» GIVEN PROBLEM
Determine how many lines in the rows below contain the word "seated". Reply with that number alone.

» ENTRIES SHOWN
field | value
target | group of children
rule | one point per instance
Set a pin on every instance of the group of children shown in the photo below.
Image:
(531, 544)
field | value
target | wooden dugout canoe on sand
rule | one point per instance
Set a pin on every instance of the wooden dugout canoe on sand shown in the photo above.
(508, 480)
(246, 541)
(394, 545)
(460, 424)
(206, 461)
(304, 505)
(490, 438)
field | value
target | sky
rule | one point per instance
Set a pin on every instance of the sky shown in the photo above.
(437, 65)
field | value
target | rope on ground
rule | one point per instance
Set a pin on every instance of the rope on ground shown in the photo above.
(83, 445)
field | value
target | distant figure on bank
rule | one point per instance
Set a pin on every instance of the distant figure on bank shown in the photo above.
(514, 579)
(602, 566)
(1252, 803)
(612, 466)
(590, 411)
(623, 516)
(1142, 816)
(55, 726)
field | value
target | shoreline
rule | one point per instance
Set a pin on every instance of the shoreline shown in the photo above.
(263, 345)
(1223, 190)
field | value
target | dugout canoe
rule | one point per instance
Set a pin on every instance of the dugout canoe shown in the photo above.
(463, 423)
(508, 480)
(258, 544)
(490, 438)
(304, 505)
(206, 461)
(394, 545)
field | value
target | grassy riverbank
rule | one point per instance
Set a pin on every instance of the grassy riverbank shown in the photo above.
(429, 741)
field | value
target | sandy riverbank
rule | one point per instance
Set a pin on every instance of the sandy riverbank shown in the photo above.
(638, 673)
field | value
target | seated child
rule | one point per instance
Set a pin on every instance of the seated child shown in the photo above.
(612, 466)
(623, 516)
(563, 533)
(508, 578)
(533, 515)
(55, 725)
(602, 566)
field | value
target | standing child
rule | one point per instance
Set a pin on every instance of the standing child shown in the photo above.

» CORRECT RESPONSE
2